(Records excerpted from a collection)

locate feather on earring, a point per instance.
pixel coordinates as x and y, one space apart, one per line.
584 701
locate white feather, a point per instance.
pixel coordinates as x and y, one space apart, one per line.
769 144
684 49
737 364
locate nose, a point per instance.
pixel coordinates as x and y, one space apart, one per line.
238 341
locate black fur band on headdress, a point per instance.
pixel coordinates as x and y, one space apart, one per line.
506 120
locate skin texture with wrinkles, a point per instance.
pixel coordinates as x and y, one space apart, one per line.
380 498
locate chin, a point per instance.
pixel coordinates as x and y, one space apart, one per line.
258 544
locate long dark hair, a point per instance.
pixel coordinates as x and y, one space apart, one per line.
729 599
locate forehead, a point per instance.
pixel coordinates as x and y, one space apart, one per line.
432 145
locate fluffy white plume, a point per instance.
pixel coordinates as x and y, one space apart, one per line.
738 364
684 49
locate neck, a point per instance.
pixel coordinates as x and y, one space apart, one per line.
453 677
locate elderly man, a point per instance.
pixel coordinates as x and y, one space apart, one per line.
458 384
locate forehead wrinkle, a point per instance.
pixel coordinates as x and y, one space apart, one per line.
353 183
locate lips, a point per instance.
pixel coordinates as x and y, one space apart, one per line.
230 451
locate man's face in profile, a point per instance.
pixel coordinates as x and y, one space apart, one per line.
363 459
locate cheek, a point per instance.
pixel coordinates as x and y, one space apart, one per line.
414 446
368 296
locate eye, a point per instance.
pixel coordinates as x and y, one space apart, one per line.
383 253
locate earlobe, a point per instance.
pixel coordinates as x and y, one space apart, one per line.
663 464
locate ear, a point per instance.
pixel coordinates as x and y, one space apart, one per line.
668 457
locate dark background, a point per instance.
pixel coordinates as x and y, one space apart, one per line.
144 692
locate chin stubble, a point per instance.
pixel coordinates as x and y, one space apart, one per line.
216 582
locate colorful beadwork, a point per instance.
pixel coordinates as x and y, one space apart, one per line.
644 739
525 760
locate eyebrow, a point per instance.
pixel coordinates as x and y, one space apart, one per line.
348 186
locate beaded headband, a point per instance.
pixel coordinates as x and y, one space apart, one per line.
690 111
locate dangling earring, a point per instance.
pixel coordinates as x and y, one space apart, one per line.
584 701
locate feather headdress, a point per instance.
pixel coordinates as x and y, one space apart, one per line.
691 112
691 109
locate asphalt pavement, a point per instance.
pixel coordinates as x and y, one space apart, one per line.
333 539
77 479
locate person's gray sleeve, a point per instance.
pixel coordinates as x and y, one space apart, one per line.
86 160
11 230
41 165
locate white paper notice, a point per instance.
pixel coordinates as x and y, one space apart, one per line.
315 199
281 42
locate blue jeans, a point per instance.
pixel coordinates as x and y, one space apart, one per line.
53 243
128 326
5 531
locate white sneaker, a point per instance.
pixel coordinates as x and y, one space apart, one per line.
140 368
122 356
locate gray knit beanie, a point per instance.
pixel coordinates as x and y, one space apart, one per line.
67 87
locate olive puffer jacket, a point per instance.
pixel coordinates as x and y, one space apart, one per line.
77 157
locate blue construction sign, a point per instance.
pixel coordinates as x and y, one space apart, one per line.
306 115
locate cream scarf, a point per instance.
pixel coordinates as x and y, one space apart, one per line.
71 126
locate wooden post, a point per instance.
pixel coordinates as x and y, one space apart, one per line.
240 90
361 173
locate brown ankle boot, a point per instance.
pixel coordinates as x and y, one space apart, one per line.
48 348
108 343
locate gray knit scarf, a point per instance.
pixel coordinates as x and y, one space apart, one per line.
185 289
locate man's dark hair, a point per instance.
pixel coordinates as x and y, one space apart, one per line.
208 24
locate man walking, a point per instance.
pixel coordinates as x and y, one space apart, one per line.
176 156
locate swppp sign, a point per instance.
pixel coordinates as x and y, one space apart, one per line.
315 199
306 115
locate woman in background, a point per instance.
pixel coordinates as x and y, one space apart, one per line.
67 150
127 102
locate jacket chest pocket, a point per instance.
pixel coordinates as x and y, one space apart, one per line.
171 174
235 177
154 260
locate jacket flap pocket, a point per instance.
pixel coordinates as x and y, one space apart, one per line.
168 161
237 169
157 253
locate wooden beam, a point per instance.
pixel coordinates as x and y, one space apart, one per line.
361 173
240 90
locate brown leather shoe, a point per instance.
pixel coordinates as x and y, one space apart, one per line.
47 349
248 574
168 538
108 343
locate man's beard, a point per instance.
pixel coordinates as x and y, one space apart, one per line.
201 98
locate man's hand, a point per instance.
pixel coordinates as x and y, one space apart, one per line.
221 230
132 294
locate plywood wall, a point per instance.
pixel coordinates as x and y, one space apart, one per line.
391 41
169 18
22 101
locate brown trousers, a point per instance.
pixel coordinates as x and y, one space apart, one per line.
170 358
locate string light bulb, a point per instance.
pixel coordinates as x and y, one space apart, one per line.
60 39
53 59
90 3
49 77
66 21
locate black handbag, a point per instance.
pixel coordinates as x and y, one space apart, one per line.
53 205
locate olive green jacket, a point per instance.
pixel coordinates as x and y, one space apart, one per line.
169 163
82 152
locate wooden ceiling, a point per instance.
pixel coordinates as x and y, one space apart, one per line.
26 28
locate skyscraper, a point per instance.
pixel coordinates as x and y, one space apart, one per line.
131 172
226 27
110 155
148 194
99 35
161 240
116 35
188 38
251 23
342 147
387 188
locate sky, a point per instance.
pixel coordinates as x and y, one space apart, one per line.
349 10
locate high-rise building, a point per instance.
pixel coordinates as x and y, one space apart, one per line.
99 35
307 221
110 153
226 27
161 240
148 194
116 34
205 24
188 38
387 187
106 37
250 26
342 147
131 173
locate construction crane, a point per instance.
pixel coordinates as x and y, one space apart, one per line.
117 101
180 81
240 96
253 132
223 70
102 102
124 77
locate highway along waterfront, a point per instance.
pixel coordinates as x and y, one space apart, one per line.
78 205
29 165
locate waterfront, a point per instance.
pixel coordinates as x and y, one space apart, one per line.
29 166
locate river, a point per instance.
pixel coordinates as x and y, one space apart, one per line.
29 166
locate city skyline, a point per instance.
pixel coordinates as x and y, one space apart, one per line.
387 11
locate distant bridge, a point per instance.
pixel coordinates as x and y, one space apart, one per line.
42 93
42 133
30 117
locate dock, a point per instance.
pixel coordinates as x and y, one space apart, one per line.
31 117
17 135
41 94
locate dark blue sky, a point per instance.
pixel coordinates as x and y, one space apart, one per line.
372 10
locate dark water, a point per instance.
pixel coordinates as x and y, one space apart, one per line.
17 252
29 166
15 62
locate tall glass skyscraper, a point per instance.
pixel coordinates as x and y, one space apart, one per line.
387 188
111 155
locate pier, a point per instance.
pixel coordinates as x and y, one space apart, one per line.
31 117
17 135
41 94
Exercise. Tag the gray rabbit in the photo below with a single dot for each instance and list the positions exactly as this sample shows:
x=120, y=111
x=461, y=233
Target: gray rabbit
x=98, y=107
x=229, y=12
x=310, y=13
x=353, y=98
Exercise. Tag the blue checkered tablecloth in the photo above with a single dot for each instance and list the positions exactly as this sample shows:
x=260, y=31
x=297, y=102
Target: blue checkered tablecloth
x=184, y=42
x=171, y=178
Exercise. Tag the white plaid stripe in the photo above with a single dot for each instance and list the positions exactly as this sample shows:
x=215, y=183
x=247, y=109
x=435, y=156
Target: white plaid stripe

• _Problem statement_: Write every line of the entries again, word for word.

• _Response area_:
locate feather on earring, a point per instance.
pixel coordinates as x and y, one space apart, one per line.
584 701
locate white feather, a point per instance.
pixel coordinates as x and y, one space apart, one per line.
769 144
684 49
737 364
locate nose, a point per instance.
pixel coordinates as x and y, one space apart, one per line.
238 341
locate black fur band on headdress, a point per instance.
pixel coordinates as x and y, one space apart, one per line.
506 120
locate skin texture with wrinkles, a point per instance.
pixel coordinates as x and y, one space apart, one per line.
380 498
locate chin, a point per instance.
pixel coordinates as x and y, one space apart, one per line.
258 544
locate long dark hair, a point per instance.
pixel coordinates as x and y, one space apart, one per line.
729 599
locate forehead, a point per instance.
pixel coordinates as x and y, one space apart, one per line.
432 145
locate fluffy white plume, a point per instance.
pixel coordinates as x and y, one space apart, one per line.
738 364
684 49
locate neck, a point per instance.
pixel coordinates as x and y, one space apart, one per line.
453 677
locate elderly man, a point per instance.
pixel coordinates as x and y, one space apart, one per line.
458 384
locate forehead wrinkle, a point per instance.
pixel coordinates as x and y, one space apart, one per line.
353 183
locate lips, a point per instance.
pixel coordinates as x and y, one space apart, one per line.
230 451
locate man's face in profile, a point per instance.
pixel coordinates as x and y, one space apart, one per line.
363 459
locate cheek, a point per instance.
pixel coordinates as x and y, one space apart, one per line.
414 446
368 296
locate eye, a point per instance.
pixel coordinates as x and y, one space apart, one per line.
383 253
locate earlobe, a point per instance.
pixel coordinates as x and y, one space apart, one per line.
663 464
locate ear, a point per instance.
pixel coordinates as x and y, one space apart, one per line.
668 457
locate dark background, a point per instance.
pixel coordinates as x and y, one space apart, one per line.
144 692
locate chin stubble, a point per instance.
pixel coordinates as x and y, one space apart, one per line.
216 582
locate colorful beadwork, a point per instance.
pixel coordinates as x and y, one space apart, one per line.
644 739
525 760
locate eyebrow, a point per instance.
pixel coordinates as x and y, one space apart, one per line.
348 186
locate beaded headband, a point per instance.
pixel coordinates as x and y, one space apart, one per line.
690 111
locate dangling earring, a point per instance.
pixel coordinates as x and y, one space apart, one per line.
584 701
locate feather headdress, a point per instance.
pixel coordinates as x and y, one space apart, one per line.
691 112
691 109
locate asphalt pavement, a point per instance.
pixel coordinates as x and y, one space apart, one per line.
333 539
77 479
locate person's gray sleeve, a point per instance.
pixel coordinates as x and y, one space apart, one per line.
86 160
11 230
41 165
locate white paper notice, a point per instance.
pixel coordinates as x and y, one space apart, one per line.
315 199
281 42
locate blue jeans, a point per instance.
pixel coordinates as x and y, one space apart, one per line.
53 243
128 326
5 531
locate white sneaker, a point per instance.
pixel coordinates as x and y, one space apart, one per line.
140 368
122 356
locate gray knit beanie, a point per instance.
pixel coordinates as x and y, one space apart, one per line.
67 87
locate olive puffer jacket, a point per instance.
pixel coordinates as x and y, one space apart, one per line.
77 157
locate blue construction sign, a point per instance.
pixel coordinates as x and y, one space apart, one per line.
306 115
locate cream scarf, a point per instance.
pixel coordinates as x and y, one space apart, one per line.
71 126
locate wooden post, a point per instance.
pixel coordinates as x and y, one space apart, one per line.
240 90
361 173
locate brown ankle boot, a point per instance.
pixel coordinates as x and y, one space apart, one per line.
48 348
108 343
locate gray knit scarf, a point per instance.
pixel coordinates as x and y, one space apart, one per line.
185 289
locate man's dark hair, a point per instance.
pixel coordinates as x and y, one space apart, one per line.
208 24
locate man walking, a point per instance.
pixel coordinates as x and y, one space apart, one per line.
176 156
locate swppp sign, a point per instance.
pixel coordinates as x and y, one space apart, one per line.
315 199
306 115
locate woman in background, a point per instance.
pixel coordinates as x and y, one space apart, one per line.
67 150
127 102
locate jacket chest pocket, a point per instance.
pixel coordinates as x and y, one space apart, one per line.
171 174
235 177
154 260
locate jacket flap pocket, a point per instance.
pixel coordinates as x and y, one space apart, one per line.
168 161
237 169
157 253
locate wooden beam, a point per instance.
pixel coordinates as x and y, one space apart, one per line.
361 173
240 90
locate brown leather shoe, a point per instance.
pixel coordinates as x and y, one space apart, one per line.
47 349
248 574
168 538
108 343
locate man's beard, a point per instance.
pixel coordinates as x and y, one space apart, one per line.
201 98
locate man's hand, a point per instance.
pixel coordinates as x and y, one space apart, one per line.
221 230
132 294
locate plywood wall, a point per instance.
pixel coordinates as x and y, one space apart, one per line.
391 41
169 18
22 101
locate brown trousers, a point per instance.
pixel coordinates as x and y, one space apart, one per line.
170 358
locate string light bulb, a point per instance.
pixel coordinates as x and y, one space apart, one per line.
60 39
53 59
90 3
49 77
66 21
locate black handbag, a point per instance.
pixel coordinates as x and y, one space apart, one per line.
53 205
locate olive green jacket, a point per instance.
pixel coordinates as x and y, one space apart, one per line.
169 163
82 152
locate wooden ceiling, a point per instance.
pixel coordinates as x and y, one space apart, one per line.
26 28
locate skyscraper, a point per instance.
pixel coordinates as x and y, one space apart, one per line.
131 172
226 27
110 155
148 194
99 35
161 240
116 35
188 38
251 23
342 147
387 188
locate sky, a point per instance.
pixel coordinates as x and y, one space apart, one per line.
349 10
locate high-rise building, a point per instance.
pixel coordinates as x and y, one space apart, one per line.
99 35
307 221
110 153
226 27
161 240
148 194
116 34
205 24
188 38
387 187
106 37
250 26
342 147
131 173
locate construction crane, a point per instance.
pixel coordinates as x and y, one space apart, one per line.
117 101
180 81
240 96
253 132
223 70
102 102
124 77
locate highway along waterfront, a point per instance.
pixel coordinates as x and y, one space apart, one per line.
78 205
29 165
locate waterfront, a point per instance.
pixel coordinates as x and y, one space apart, one per line.
29 166
locate river, a point per instance.
pixel coordinates as x and y, one space apart, one per line.
29 166
locate city skyline, a point per instance.
pixel coordinates as x and y, one space apart, one per line.
387 11
locate distant bridge, a point per instance.
pixel coordinates as x and y, one space apart, one per line.
42 93
42 133
30 117
locate dock, a point per instance.
pixel coordinates as x and y, one space apart, one per line.
31 117
17 135
41 94
locate dark blue sky, a point per instance.
pixel coordinates as x and y, one space apart, one per line.
372 10
locate dark water, a point per instance.
pixel coordinates as x and y, one space apart, one per line.
17 252
29 166
15 62
locate tall glass skyscraper, a point per instance.
pixel coordinates as x and y, one space apart, one per line.
387 188
111 155
locate pier, a point per instance.
pixel coordinates as x and y, one space apart, one per line.
31 117
17 135
41 94
Exercise. Tag the gray rabbit in the photo below with a single dot for each instance and list the positions exactly as this sample shows:
x=120, y=111
x=461, y=233
Target: gray rabbit
x=98, y=107
x=229, y=12
x=310, y=13
x=353, y=98
Exercise. Tag the blue checkered tablecloth in the photo above with a single dot for each instance and list the positions exactly as this sample shows:
x=260, y=31
x=297, y=102
Target: blue checkered tablecloth
x=184, y=42
x=171, y=178
Exercise. Tag the white plaid stripe in the photo above with a single dot for each instance and list the positions exactly as this sample shows:
x=215, y=183
x=247, y=109
x=435, y=156
Target: white plaid stripe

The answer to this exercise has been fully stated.